======== SUPPLIED RECORDS ========
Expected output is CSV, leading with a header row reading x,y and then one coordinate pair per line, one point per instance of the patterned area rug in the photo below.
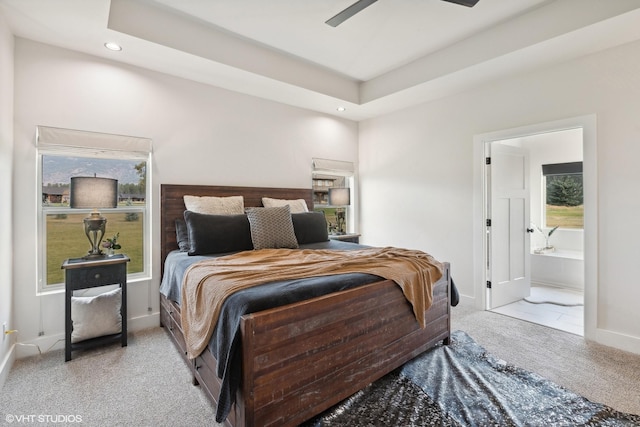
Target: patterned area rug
x,y
463,385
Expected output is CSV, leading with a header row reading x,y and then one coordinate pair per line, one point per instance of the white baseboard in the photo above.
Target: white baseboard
x,y
6,365
56,341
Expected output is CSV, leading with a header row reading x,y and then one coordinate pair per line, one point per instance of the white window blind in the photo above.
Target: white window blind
x,y
82,143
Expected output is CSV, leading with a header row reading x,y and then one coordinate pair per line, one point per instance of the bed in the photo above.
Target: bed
x,y
299,359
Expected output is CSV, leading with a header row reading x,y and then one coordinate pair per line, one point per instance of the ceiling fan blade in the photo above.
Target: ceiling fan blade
x,y
468,3
349,12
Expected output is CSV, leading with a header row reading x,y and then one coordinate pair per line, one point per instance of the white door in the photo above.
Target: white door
x,y
509,272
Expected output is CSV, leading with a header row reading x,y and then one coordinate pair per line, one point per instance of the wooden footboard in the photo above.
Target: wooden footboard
x,y
303,358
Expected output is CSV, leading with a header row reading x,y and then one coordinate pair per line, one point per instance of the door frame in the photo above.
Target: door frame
x,y
590,181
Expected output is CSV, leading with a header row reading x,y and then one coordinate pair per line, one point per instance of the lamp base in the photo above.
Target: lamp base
x,y
94,227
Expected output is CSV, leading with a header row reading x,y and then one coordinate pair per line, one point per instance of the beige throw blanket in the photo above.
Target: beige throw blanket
x,y
208,283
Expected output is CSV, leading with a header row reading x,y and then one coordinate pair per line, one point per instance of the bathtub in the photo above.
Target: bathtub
x,y
562,268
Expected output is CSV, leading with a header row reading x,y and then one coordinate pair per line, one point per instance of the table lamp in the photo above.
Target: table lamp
x,y
340,197
94,193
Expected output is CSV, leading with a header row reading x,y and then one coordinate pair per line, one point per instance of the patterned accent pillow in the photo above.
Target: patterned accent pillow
x,y
232,205
272,228
296,206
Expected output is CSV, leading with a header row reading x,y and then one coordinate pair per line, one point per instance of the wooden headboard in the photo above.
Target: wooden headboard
x,y
172,204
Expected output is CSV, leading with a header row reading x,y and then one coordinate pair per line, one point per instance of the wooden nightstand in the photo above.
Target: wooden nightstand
x,y
352,238
83,273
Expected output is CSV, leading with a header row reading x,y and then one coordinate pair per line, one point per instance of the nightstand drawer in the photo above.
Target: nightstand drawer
x,y
95,276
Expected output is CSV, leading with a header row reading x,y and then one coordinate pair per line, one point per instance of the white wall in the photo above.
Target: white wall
x,y
6,182
201,135
417,181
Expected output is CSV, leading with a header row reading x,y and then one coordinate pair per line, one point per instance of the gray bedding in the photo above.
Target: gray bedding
x,y
226,338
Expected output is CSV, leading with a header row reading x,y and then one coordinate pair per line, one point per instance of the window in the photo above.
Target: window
x,y
329,175
61,231
564,195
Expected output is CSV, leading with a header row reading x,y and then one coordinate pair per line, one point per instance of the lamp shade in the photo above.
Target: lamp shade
x,y
339,197
89,192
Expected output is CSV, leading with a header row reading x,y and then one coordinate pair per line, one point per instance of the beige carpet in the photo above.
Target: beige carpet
x,y
147,384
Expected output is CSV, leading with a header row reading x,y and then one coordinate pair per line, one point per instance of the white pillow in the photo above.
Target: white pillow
x,y
96,316
232,205
296,206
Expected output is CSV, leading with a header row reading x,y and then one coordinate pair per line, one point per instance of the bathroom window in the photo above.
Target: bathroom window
x,y
564,195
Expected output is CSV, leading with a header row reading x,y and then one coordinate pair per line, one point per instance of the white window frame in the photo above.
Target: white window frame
x,y
73,143
348,171
544,188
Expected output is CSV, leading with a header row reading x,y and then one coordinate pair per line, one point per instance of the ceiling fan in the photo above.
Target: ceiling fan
x,y
361,4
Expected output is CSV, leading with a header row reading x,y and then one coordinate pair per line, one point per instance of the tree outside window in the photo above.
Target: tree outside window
x,y
564,195
63,227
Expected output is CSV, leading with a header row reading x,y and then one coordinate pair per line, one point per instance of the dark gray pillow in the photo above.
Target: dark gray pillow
x,y
182,235
272,228
310,227
215,234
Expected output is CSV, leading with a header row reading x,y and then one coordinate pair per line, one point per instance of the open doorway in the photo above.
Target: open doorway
========
* [GOAL OF THE EXERCISE] Reproduce the whole listing above word for word, leaving out the pictures.

* [OUTPUT BELOW]
Expected output is CSV, leading with a header row reading x,y and then one coordinate pair per line, one point per instance of the patterned area rug in the photo below.
Target: patterned area rug
x,y
463,385
Expected output is CSV, leading with a header row reading x,y and then one coordinate pair per line, one point per instance of the white baseboard in the photo above.
Target: white baseboard
x,y
6,365
56,341
Expected output is CSV, leading with a header row reading x,y and then one coordinate pair per line, one point per instance of the white window blind in the photo above.
Target: white window blind
x,y
82,143
Expected output is CSV, leading with a header row reading x,y and then one coordinate pair per line, one point per instance of the bed in the photo above.
Target: bed
x,y
299,359
Expected output is CSV, leading with a header row reading x,y and then one coordinate pair per line, one point per instance of the ceiling fan blade in the photo above.
Target: ceiling fan blade
x,y
468,3
349,12
Expected output is CSV, leading with a header row reading x,y and then one coordinate pair per line, one point per instance of the white door in the photo above.
Target: white door
x,y
509,272
Expected output is CSV, leading with a header row reading x,y and then one coordinate pair per line, one point per instance of the wooden footboard in the photo above.
Target: wooden footboard
x,y
303,358
Expected output is CSV, leading with a header row reading x,y and then one coordinate pair per line, one point per instance of the door frame in the photo above.
Target: door frame
x,y
590,181
Expected output is CSV, leading with a header row reading x,y and then one coordinate pair per line, one point per instance of the lamp base in the photo above.
Target: lamp base
x,y
94,227
Expected output is CSV, leading with a header row reading x,y and then one coordinate pair per line, one point per instance of the beige throw blanket in the photo above.
Target: beige throw blanket
x,y
208,283
Expected output is CSV, leading with a header row reading x,y and then one coordinate pair per line, one point per instance of the bathtub in the photo above.
Target: bathtub
x,y
562,268
Expected output is CSV, leading with a header row reading x,y and then one coordinate pair per line, one point per instance of the table lamp in the photo above.
Target: table lamp
x,y
340,197
94,193
Expected output is CSV, leading with a header row reading x,y and then one coordinate pair per line, one point per instance of the patterned accent pillow in the photo above.
Target: patterned accent pillow
x,y
232,205
272,228
296,206
Expected output is CSV, leading with a header row reading x,y and then one coordinate pair per line, one point per instance of the wooden headboard in the photo above.
Target: wooden headboard
x,y
172,204
Expected output is CSV, leading with a header row reading x,y and then one coordinate pair per line, one point per instance of the wooden nightstand in the photo above.
Target: wooden nightstand
x,y
352,238
83,273
Expected output is CSV, leading with a header row reading x,y and then one coordinate pair per line, one point per instance of the nightstand drawer in the photo above.
Target: nightstand drawer
x,y
95,276
Expected output is CSV, leading with a header row reading x,y and then one coordinate pair per line, one point per instance of the white wall in the photo above.
Target: white wall
x,y
6,182
201,135
417,181
Expected output is CSV, leading with a header row reading x,y and then one coordinate pair per line, one point per instance of the gray bedding in the photo above.
Target: gray bedding
x,y
226,338
Expected output is CSV, leading with a header row reading x,y and then one coordinate pair per line, one point per instance of the window in the photo above.
Target: window
x,y
329,175
61,231
564,195
Expected output is CSV, leading with a header row reading x,y and then one coordinate pair per line, one point per instance of the lamp shade in the photo above.
Target: lamp shade
x,y
339,197
89,192
Expected output is CSV, leading with a header row reading x,y and then one coordinate pair per line, one point per instance of the beige carpet in the photo above.
Target: beige carpet
x,y
147,384
Expected output is CSV, leading with a header row reading x,y and then one coordinate pair per line, one point per instance of the white pillow in the photo above.
Target: white pillow
x,y
96,316
232,205
296,206
Expected output is CSV, leading with a header row reading x,y and then one coordinate pair per line, one point per instance of the bathroom window in the photo above.
Target: bathroom window
x,y
564,195
Expected output is CSV, leading with a header row reading x,y and then one coordinate pair per line, one point per instance of the white window frame in the photo above.
Target: white window frame
x,y
73,143
348,171
544,188
Expected output is CSV, leading with a header row reading x,y and then one coordinate pair per line, one point per instance of the ceiling fan in the photo above.
Target: ceiling fan
x,y
361,4
Expected output is CSV, leading with a header row reading x,y and then one coordinate pair per line, one point per instance of the tree outside window in the photo above.
Target: tree outside window
x,y
564,195
63,227
Expected output is CSV, leading with a header row reading x,y and then one coordinate pair per line, one point per instance of the dark gray pillow in the photo above.
Target: dark gray pillow
x,y
182,235
272,228
310,227
215,234
Expected output is CSV, leading with a header row reading x,y and then one coordinate pair per line, one point per instance of the open doorway in the photo above.
Target: open doorway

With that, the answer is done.